--- Complete the following ---
1) In the article about Hamid Zaher below, condense the paragraph beginning "Hamid Zaher is a young Afghan pharmacist" into a shorter version that keeps its main facts.
2) Continue the article about Hamid Zaher below, picking up after its final sentence.

--- Provided passage ---
[Start of Attachment]

Afghan Gay Man Puts Life on the Line to Come Out
Memoir reveals hidden life of Hamid Zaher
The book has never been published in his home country, where homosexuality is a criminal offence punishable by death.
Hamid Zaher is a young Afghan pharmacist, now living in Toronto in Canada. He has defied Afghan tradition by writing a searingly honest memoir about what it was like to be a gay man in Afghanistan.
Hamid Zaher says that he's always known that he was different.
Growing up in village in the Afghan countryside in the early 1980s, he describes his childhood as a bitterly unhappy time when he was forced to hide his true feelings.
"When I was growing up I was sometimes attracted to men," Hamid told the BBC. "But I didn't really understand my sexual orientation until I was 15 years old."
Hamid says that as a child he always felt more comfortable playing with the girls in his village.
"I wanted to pretend that I wasn't gay," he says. "But it wasn't true, I was living behind a mask."
Eventually what Hamid calls his "feminine traits" began to attract negative comments from friends and relatives.
Marriage pressure
"They started calling me Hamida, the feminine form of my name and 'Izak', a colloquial term for someone who is neither male nor female," he says.

[End of Attachment]

--- Information shown ---
[Start of Attachment]

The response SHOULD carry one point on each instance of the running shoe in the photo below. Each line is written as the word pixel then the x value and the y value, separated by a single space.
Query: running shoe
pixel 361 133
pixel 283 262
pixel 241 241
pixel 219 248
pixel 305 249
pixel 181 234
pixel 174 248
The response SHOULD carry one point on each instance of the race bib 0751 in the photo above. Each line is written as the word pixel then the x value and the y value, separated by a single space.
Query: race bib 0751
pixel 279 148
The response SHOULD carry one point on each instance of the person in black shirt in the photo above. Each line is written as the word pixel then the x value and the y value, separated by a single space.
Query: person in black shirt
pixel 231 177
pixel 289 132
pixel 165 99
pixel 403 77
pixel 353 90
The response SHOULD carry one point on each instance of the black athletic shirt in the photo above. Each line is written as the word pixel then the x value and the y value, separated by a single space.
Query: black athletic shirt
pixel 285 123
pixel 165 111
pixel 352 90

[End of Attachment]
[Start of Attachment]

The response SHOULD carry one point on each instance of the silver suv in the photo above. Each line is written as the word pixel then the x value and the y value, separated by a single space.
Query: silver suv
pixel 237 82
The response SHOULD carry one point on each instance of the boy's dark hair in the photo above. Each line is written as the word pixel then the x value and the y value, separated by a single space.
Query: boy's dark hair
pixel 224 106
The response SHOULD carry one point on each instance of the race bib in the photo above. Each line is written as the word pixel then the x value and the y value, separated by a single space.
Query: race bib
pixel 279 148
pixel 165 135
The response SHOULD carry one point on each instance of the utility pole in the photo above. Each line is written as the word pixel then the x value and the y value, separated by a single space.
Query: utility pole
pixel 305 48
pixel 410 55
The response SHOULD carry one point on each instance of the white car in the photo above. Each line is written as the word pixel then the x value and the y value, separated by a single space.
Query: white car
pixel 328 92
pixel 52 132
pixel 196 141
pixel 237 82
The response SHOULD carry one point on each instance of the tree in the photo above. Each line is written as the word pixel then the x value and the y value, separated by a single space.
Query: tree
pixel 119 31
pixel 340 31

[End of Attachment]

--- Responses to the exercise ---
1) Hamid Zaher, a young Afghan pharmacist now living in Toronto, broke with Afghan tradition by writing a frank memoir about life as a gay man in Afghanistan.

2)
Throughout his student years, Hamid kept quiet about his sexual orientation, fearing not just the stigma but the very real threat that he could be prosecuted and even sentenced to death for being a gay man.
Things came to a head when he was 25 and his mother tried to pressure him into getting married. Unwilling to go through with it, he left the country, going first to Pakistan, then to Iran and Turkey, before eventually settling permanently in Canada in 2008.
"It's not possible to be openly gay in Afghanistan," he added. "I would have been killed by my relatives, let alone the government."
Hamid's book, entitled "It is your enemy who is dock-tailed", is an impassioned and defiant attack on the conservative traditions and prejudices which he says made it impossible for him to carry on living in his home country.
As he writes in his book, the title is an oblique reference to an old Arabic expression which refers to a man without a son as being "dock-tailed" or without any descendants.
"I wrote the book because our rights have been denied," he says. "I don't want other generations of my country to be afraid of their sexualities."
Wall of silence
Although segregation between the sexes means that homosexual activity in private is not unknown in Afghanistan, there is no publicly visible gay community whatsoever.
Professor Dawood Rawish, a sociologist from Kabul University, says it is impossible to know how many gay Afghans there are because people are just too scared to take the risk of coming out.
"This is a big stigma in Afghanistan," he told the BBC. "People see it as an immoral act... According to the law those involved could be punished by death."
The Persian version of Hamid's book, which was published in 2009, has been met with a wall of silence in Afghanistan.
Although it was impossible for him to distribute hard copies inside the country, Hamid made the book available online free of charge.
But such is the taboo that almost no-one wants to comment or even to acknowledge that they've read it.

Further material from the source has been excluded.